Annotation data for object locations

※

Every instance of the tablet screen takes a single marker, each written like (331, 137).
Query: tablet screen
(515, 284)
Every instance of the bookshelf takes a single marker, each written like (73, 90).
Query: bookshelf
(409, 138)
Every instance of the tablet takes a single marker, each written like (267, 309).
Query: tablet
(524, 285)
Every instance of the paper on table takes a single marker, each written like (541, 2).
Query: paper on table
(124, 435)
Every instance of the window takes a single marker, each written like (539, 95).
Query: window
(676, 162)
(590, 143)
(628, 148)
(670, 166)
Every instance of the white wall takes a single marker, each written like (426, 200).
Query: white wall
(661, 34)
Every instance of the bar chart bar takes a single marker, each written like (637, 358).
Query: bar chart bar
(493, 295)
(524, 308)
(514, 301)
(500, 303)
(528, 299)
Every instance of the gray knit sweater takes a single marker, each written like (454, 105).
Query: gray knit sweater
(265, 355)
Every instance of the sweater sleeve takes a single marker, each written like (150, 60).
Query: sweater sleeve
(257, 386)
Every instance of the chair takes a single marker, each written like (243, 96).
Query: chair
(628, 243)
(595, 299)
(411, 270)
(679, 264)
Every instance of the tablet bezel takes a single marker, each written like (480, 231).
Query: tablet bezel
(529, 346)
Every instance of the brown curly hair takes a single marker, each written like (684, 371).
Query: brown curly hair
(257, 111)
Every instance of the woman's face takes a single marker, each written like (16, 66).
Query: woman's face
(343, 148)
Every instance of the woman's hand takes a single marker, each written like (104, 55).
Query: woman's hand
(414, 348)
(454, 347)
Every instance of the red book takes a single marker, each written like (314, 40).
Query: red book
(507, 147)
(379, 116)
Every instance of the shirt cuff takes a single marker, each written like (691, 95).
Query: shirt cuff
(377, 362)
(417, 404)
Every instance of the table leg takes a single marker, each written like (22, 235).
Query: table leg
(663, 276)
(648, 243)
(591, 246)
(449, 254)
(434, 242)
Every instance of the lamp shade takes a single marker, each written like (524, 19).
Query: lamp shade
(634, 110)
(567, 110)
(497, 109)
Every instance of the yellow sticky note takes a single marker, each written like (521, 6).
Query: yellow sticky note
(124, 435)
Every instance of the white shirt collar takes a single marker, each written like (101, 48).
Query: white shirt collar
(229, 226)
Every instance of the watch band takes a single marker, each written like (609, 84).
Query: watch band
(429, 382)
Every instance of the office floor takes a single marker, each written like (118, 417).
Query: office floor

※

** Exercise directions **
Copy every row above, changing nothing.

** Complete answer **
Every instance of the tablet screen takes a single marker, each written like (331, 137).
Query: tablet screen
(515, 284)
Every instance of the bookshelf takes a single marker, each written like (73, 90).
Query: bookshelf
(409, 138)
Every instance of the tablet takes a single marker, each written like (267, 309).
Query: tablet
(524, 285)
Every instance of the paper on table takes a single marker, each written like (541, 2).
Query: paper on table
(124, 435)
Every instance of the window takes a single marker, each written like (539, 95).
Query: window
(676, 162)
(590, 143)
(628, 148)
(670, 166)
Every instance of the white wall takes a single marker, each written like (426, 200).
Query: white wall
(661, 34)
Every instance of the bar chart bar takes a single marker, each written like (637, 358).
Query: bar chart bar
(493, 295)
(524, 308)
(514, 301)
(500, 303)
(528, 299)
Every instance of the gray knit sweater takes a single marker, each written like (454, 105).
Query: gray knit sweater
(265, 355)
Every instance of the sweater sleeve takes a single marker, each written like (150, 60).
Query: sweater sleeve
(257, 386)
Every instance of the chair takes a single marker, each written like (243, 96).
Query: chair
(628, 243)
(595, 299)
(411, 270)
(679, 264)
Every instance of the tablet bezel takes a single marker, each written like (480, 231).
Query: tablet bezel
(529, 346)
Every instance of the brown curly hair takes a single marker, each written like (684, 371).
Query: brown curly hair
(257, 111)
Every instance of the woman's face takes a single marker, each written like (16, 66).
Query: woman's face
(343, 148)
Every instance of the woman's hand takes a single marker, each written like (104, 55).
Query: woman's hand
(414, 348)
(454, 347)
Every instance of the red book takes a single marker, each written like (314, 40).
Query: red book
(507, 147)
(379, 116)
Every instance of the shirt cuff takes a single marker, each written like (691, 95).
Query: shirt cuff
(377, 362)
(417, 404)
Every instance of the table leg takes a single marker, each written like (22, 235).
Query: table leg
(663, 276)
(648, 243)
(591, 246)
(449, 254)
(434, 242)
Every instance of the lamp shade takes a single marker, each written like (524, 19).
Query: lamp shade
(634, 110)
(567, 110)
(497, 109)
Every instance of the yellow sticky note takes a single marker, each written like (521, 6).
Query: yellow sticky note
(124, 435)
Every instance of the white shirt collar takes a single marker, each written like (101, 48).
Query: white shirt collar
(229, 226)
Every instance of the watch band takes a single marker, each written like (609, 84).
Query: watch band
(429, 382)
Every instance of the office floor takes a single marker, each written like (118, 417).
Query: office floor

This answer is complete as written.